**Exercise goal**
From the line containing "For every instance of the blurred magenta" to the very last line of the data below, transcribe everything exactly and nothing more.

━━━━━ Material shown

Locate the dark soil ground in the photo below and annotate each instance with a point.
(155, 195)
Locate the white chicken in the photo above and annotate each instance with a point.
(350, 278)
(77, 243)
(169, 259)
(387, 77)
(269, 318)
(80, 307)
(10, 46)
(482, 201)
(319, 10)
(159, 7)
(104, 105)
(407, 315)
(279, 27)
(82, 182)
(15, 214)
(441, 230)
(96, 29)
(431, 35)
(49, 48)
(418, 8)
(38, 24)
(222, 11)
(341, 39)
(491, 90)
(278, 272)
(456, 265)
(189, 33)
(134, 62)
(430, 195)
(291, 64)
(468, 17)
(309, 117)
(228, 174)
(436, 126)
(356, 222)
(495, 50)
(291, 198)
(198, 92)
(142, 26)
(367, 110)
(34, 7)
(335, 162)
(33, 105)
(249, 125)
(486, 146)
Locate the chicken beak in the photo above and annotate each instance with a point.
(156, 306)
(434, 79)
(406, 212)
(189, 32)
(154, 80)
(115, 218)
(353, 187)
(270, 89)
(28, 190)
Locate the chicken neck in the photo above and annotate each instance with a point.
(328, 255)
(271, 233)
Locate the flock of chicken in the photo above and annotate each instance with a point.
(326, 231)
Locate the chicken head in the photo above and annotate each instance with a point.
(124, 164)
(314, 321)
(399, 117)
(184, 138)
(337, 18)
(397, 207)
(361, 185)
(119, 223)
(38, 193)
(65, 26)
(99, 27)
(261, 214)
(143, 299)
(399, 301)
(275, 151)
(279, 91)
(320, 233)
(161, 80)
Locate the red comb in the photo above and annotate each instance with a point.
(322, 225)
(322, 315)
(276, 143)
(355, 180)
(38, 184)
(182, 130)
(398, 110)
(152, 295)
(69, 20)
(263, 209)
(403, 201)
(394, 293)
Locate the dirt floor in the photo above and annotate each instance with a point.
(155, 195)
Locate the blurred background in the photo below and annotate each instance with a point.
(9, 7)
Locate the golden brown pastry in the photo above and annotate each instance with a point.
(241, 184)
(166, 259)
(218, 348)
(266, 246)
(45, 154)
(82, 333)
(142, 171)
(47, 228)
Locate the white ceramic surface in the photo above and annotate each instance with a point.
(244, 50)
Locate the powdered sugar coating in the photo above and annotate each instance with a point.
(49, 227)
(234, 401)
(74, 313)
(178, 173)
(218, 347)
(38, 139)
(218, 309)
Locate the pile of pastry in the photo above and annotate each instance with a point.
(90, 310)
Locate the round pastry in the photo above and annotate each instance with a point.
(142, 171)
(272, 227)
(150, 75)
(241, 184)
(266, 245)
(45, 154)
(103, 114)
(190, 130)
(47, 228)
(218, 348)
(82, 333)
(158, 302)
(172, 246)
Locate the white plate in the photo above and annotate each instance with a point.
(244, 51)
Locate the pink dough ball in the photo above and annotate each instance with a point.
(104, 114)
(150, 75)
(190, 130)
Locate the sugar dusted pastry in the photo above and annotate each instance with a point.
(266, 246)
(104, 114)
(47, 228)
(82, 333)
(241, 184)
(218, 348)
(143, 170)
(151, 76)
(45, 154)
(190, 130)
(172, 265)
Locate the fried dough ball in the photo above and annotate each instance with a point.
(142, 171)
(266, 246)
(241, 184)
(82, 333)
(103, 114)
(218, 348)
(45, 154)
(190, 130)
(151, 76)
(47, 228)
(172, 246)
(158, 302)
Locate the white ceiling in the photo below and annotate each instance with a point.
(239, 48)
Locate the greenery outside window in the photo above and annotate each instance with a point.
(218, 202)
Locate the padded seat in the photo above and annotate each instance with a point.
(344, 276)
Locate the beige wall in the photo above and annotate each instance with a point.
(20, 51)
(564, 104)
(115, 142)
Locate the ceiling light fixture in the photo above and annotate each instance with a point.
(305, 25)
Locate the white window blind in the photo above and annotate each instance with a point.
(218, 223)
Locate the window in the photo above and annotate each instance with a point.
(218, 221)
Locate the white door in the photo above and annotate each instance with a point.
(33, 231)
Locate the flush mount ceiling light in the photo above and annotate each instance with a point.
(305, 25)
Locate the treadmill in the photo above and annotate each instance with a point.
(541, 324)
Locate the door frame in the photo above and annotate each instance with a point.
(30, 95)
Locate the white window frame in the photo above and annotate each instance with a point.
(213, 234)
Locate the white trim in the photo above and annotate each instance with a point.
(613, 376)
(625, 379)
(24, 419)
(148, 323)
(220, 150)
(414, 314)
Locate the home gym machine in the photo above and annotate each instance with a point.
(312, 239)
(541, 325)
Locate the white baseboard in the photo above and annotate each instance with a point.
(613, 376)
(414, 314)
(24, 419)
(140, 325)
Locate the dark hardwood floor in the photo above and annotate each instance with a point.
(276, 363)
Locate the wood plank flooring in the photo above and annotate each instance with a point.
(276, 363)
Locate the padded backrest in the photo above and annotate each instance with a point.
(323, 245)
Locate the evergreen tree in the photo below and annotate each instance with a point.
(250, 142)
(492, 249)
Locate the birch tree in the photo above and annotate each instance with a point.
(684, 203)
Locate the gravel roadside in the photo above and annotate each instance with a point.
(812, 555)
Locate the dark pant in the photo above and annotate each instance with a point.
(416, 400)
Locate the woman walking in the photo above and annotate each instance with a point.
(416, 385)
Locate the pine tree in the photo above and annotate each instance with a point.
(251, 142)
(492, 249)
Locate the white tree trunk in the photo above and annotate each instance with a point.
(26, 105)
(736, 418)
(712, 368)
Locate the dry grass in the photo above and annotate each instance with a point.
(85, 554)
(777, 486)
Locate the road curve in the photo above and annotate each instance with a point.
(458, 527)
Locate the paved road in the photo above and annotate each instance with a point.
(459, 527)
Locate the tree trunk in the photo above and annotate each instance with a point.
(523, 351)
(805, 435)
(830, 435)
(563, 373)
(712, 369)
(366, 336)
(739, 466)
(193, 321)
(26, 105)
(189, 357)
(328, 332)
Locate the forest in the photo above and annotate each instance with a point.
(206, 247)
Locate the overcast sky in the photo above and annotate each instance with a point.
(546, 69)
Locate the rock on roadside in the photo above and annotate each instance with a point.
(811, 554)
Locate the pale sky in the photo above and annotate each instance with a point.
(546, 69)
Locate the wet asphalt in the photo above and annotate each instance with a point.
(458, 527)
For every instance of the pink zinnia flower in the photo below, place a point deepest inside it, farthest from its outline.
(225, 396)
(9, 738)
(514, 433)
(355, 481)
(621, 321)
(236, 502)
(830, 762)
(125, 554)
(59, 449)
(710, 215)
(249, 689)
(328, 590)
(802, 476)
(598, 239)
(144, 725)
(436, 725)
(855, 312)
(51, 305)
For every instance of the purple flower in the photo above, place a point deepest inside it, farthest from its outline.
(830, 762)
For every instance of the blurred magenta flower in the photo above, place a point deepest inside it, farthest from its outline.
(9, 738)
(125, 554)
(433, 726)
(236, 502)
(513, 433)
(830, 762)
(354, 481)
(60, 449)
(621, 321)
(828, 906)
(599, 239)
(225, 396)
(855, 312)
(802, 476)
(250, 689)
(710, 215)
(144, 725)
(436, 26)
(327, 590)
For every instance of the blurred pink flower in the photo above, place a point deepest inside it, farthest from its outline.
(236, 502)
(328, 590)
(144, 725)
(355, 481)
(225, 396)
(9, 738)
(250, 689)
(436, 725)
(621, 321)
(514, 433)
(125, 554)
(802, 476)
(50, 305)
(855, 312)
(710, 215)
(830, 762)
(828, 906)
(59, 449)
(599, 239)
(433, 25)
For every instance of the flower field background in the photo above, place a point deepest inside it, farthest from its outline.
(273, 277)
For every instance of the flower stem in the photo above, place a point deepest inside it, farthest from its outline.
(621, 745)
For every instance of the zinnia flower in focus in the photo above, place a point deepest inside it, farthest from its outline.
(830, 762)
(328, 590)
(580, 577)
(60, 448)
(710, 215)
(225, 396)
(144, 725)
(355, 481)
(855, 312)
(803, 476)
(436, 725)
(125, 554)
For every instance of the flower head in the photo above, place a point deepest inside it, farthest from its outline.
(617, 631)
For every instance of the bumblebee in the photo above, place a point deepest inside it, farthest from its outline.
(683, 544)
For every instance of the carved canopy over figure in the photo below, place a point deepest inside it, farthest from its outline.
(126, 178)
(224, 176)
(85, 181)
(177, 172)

━━━━━━━━━━

**Result below**
For every instance of the blurred magenta flower in the photo above, place a point deepest inside it, farthest from its outline.
(9, 738)
(125, 554)
(433, 726)
(236, 502)
(513, 433)
(830, 762)
(354, 481)
(60, 449)
(621, 321)
(828, 906)
(599, 239)
(225, 396)
(855, 312)
(802, 476)
(250, 689)
(710, 215)
(144, 725)
(436, 26)
(327, 590)
For every instance of the blurred pink flower in the photo above, place a point deepest inside it, farthest from its outline.
(236, 502)
(328, 590)
(144, 725)
(355, 481)
(225, 396)
(9, 738)
(250, 689)
(436, 725)
(621, 321)
(514, 433)
(125, 554)
(802, 476)
(50, 305)
(855, 312)
(710, 215)
(830, 762)
(828, 906)
(59, 449)
(599, 239)
(433, 25)
For every instance of the flower field background in the photo above, place a point deepest inside it, farthest from its outline.
(273, 277)
For every instance of the flower stem in the photo above, place a point deepest inside it, farthest from its outline.
(621, 745)
For every instance of the zinnia flower in focus in the photo above, place a point deepest inside it, farthest from its outline.
(830, 762)
(328, 590)
(580, 577)
(60, 448)
(710, 215)
(225, 396)
(144, 725)
(355, 481)
(855, 312)
(803, 476)
(436, 725)
(125, 554)
For every instance of the flower head in the photo above, place a point deepest inside it, farthest from its outline.
(617, 631)
For every instance of the bumblebee in the photo above, place a point deepest inside it, farthest from its outline.
(683, 544)
For every instance of the carved canopy over figure in the photo below, place a point deepest inside it, farthest from its outline.
(126, 178)
(224, 176)
(85, 181)
(177, 172)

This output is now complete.